◆ Required action A: From the Biography of Beloved text, copy the stretch from "Original release" through "for 30 episodes." word for word.
◆ Required action B: Rewrite the paragraph starting "Centered around the life of university students" from the Biography of Beloved text as a short bulleted list, keeping its main facts.
START Exercise text
- Poster
- Burmese: အချစ်ဆုံးသူရဲ့အတ္ထုပ္ပတ္တိ
- Genre: Romance Drama
- Based on: Achit Sone Thu Yae A Htoke Pat Ti by Nwam Jar Thaing
- Screenplay by: Hayma San Hein Zaw Oo Aye Chan Mon
- Directed by: Zabu Htun Thet Lwin
- Starring: Kaung Myat San Mone Su Htet Hlaing
- Ending theme: "Achit Sone Thu Yae A Htoke Pat Ti" by Su Htet Hlaing
- Composer: Myint Moe Aung
- Country of origin: Myanmar
- Original language: Burmese
- No. of episodes: 30

Production
- Producer: Khin Saing
- Production location: Myanmar
- Editor: San Yati Htike
- Camera setup: San Aung Kyaw Zaya Maung Thet Maung Naing
- Running time: 40 minutes
- Production companies: Forever Group New Kyaung Gabar Production

Original release
- Network: MRTV-4
- Release: 13 June – 24 July 2025

= Biography of Beloved =

Burmese television series

Biography of Beloved (အချစ်ဆုံးသူရဲ့အတ္ထုပ္ပတ္တိ) is a 2025 Burmese romantic drama television series directed by Zabu Htun Thet Lwin. It was based on novel of the same name written by Nwam Jar Thaing. It aired on MRTV-4, from June 13 to July 24, 2025, on Mondays to Fridays at 19:00 for 30 episodes.

==Synopsis==
Centered around the life of university students living in Taunggyi, the story follows Htun Naing, a second-year engineering student with a broken family background, who harbors a deep, unrequited love for his childhood friend, November. However, November is trapped by heavy family expectations and is already arranged to marry Thu Ra Min Khin, a medical student studying abroad. Complex relationships unfold as Mya Lay Nwe, a student from Taunggyi University enters Htun Naing's life, testing the boundaries of love, sacrifice, heartbreak among the youth, and the painful reality of choosing between personal happiness and filial duty.
END Exercise text
START Available data
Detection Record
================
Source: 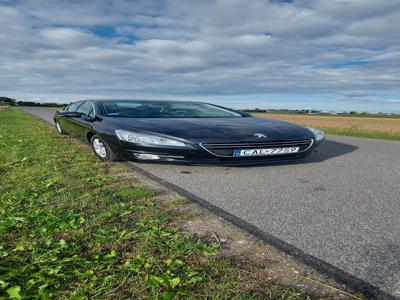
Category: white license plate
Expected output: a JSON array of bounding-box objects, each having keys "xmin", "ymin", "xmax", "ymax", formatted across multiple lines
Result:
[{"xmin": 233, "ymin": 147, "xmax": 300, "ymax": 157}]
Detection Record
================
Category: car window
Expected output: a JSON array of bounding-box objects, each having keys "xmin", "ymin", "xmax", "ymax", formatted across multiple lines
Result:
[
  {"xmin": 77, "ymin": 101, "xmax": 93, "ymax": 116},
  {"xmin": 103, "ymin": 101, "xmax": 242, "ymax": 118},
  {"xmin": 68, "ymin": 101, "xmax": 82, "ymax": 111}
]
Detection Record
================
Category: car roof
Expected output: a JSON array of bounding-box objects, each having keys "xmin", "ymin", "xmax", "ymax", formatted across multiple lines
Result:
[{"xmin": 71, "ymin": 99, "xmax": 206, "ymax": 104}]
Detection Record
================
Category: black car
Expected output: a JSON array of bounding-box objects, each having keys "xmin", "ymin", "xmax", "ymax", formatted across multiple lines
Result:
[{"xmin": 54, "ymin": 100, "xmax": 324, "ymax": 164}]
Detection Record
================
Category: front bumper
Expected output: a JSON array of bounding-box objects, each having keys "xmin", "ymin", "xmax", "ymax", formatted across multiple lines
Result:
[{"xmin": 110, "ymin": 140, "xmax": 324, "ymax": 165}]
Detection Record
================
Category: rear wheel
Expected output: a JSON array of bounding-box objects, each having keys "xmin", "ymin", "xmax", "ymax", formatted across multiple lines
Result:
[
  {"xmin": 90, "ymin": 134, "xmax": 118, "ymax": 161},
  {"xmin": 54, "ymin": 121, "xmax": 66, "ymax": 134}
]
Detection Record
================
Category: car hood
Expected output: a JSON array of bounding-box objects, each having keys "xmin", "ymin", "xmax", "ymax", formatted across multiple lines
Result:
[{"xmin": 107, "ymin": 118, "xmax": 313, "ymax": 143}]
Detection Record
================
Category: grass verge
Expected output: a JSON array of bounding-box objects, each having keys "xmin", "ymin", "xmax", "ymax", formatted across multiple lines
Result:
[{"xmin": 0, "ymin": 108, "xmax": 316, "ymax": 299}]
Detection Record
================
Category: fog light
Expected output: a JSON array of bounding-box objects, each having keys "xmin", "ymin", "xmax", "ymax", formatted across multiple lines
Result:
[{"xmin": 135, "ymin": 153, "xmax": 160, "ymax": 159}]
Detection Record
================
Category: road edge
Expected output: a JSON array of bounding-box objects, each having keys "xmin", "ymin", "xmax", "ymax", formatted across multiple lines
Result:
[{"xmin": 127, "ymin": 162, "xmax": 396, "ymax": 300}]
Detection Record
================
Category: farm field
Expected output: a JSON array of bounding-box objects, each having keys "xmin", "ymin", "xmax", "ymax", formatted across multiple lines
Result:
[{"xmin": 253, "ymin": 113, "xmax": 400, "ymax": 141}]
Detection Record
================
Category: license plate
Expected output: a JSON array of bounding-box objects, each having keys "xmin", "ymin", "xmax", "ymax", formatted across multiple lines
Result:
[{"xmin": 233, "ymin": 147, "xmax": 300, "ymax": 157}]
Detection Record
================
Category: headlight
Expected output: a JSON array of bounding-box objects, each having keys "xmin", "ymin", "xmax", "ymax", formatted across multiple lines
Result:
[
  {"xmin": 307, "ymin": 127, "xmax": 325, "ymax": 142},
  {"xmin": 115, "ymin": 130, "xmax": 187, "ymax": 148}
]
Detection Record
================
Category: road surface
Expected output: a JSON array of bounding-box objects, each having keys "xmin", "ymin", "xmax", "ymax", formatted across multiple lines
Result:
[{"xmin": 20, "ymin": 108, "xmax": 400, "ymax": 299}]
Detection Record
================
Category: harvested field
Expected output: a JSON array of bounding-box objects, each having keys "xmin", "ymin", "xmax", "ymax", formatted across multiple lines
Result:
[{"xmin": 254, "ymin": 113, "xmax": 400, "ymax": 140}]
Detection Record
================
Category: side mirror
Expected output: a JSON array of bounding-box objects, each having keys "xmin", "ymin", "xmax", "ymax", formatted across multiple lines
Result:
END Available data
START Available data
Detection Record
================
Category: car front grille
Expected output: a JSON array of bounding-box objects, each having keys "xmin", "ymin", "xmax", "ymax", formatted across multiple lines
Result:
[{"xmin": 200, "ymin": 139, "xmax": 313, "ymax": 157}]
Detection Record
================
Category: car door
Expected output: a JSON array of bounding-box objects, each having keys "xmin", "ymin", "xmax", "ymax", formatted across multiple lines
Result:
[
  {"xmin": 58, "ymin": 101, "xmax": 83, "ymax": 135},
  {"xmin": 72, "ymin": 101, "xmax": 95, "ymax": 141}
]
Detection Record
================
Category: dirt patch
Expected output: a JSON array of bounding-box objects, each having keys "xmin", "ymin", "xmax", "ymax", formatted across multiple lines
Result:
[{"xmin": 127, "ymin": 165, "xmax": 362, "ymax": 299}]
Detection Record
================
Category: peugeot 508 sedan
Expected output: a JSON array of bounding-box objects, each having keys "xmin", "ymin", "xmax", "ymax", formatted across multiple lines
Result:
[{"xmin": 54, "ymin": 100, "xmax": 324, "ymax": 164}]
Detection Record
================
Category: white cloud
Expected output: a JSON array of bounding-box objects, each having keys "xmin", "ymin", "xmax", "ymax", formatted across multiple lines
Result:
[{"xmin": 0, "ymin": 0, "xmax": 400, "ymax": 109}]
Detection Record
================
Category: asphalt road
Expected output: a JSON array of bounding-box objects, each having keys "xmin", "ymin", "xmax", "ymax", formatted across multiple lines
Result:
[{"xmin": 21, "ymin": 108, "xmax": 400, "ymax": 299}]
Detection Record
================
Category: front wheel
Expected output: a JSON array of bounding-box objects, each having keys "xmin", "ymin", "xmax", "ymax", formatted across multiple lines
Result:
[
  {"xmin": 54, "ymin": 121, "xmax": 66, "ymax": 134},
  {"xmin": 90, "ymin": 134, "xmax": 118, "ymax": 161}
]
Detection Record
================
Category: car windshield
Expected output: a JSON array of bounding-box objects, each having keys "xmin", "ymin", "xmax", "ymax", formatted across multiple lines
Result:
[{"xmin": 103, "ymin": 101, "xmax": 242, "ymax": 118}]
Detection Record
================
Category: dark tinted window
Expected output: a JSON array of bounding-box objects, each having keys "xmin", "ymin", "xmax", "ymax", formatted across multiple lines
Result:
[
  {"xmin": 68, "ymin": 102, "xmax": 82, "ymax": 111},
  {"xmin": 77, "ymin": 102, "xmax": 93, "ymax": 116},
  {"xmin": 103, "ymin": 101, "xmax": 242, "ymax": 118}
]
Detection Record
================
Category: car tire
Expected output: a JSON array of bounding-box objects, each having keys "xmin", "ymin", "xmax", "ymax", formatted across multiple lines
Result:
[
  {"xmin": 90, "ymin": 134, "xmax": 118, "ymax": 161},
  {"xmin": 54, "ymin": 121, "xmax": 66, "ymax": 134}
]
END Available data
START Available data
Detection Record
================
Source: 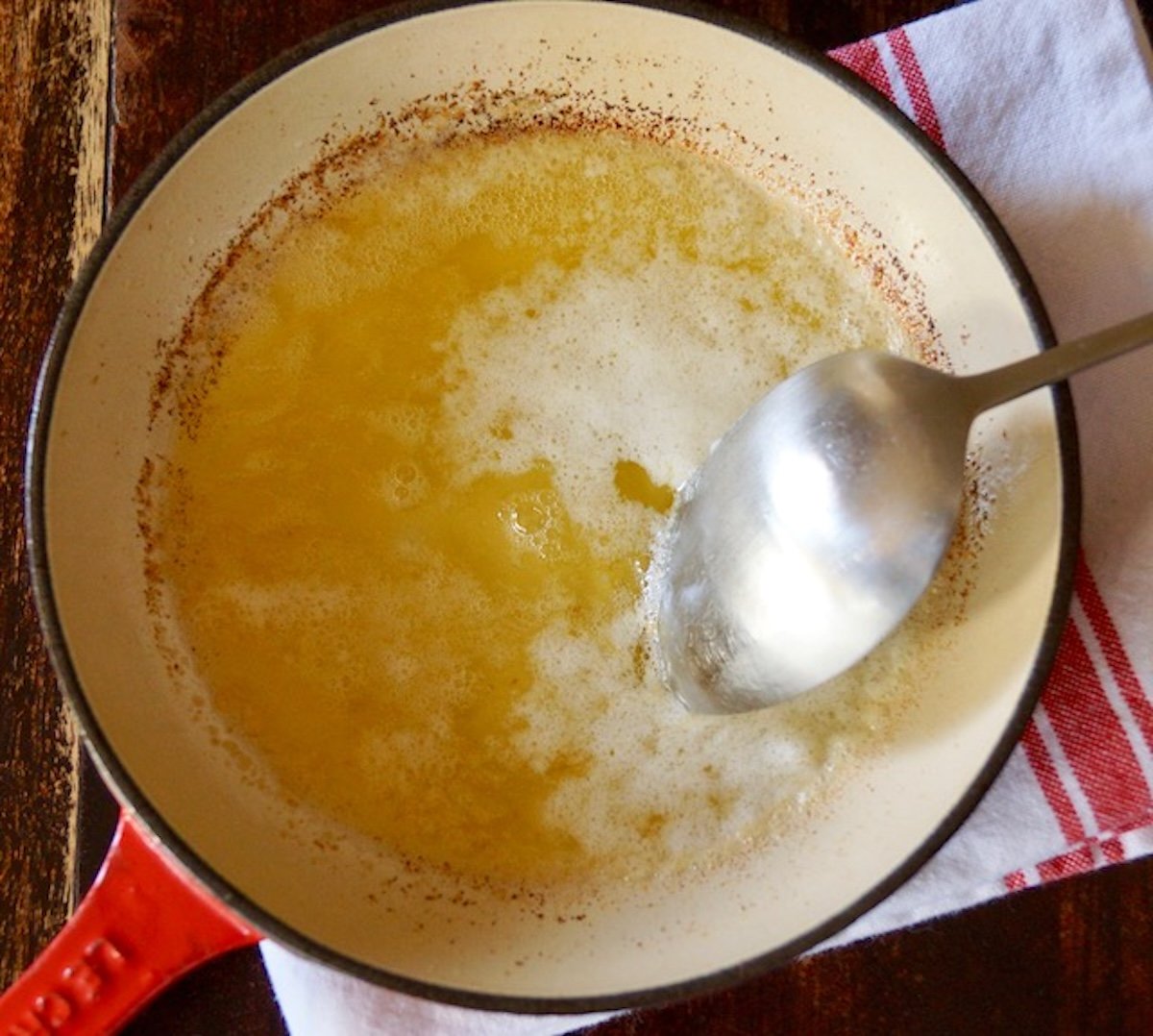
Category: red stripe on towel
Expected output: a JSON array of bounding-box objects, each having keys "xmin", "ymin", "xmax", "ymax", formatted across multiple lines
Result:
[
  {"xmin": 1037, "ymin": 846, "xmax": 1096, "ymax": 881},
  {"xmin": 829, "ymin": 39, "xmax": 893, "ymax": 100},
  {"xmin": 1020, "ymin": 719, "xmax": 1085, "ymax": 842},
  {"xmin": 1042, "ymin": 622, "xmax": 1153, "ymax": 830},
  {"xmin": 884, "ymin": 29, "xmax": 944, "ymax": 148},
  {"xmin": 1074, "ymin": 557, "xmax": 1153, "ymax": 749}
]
END Available data
◆ Answer section A:
Original release
- Network: MRTV-4
- Release: 13 June – 24 July 2025

= Biography of Beloved =

Burmese television series

Biography of Beloved (အချစ်ဆုံးသူရဲ့အတ္ထုပ္ပတ္တိ) is a 2025 Burmese romantic drama television series directed by Zabu Htun Thet Lwin. It was based on novel of the same name written by Nwam Jar Thaing. It aired on MRTV-4, from June 13 to July 24, 2025, on Mondays to Fridays at 19:00 for 30 episodes.

◆ Answer section B:
- Setting: the lives of university students in Taunggyi.
- Htun Naing: a second-year engineering student from a broken family who has a deep, unrequited love for his childhood friend, November.
- November: weighed down by heavy family expectations and already arranged to marry Thu Ra Min Khin, a medical student studying abroad.
- Mya Lay Nwe: a student from Taunggyi University who enters Htun Naing's life, setting off complex relationships.
- Themes: the limits of love, sacrifice, heartbreak among young people, and the painful choice between personal happiness and duty to family.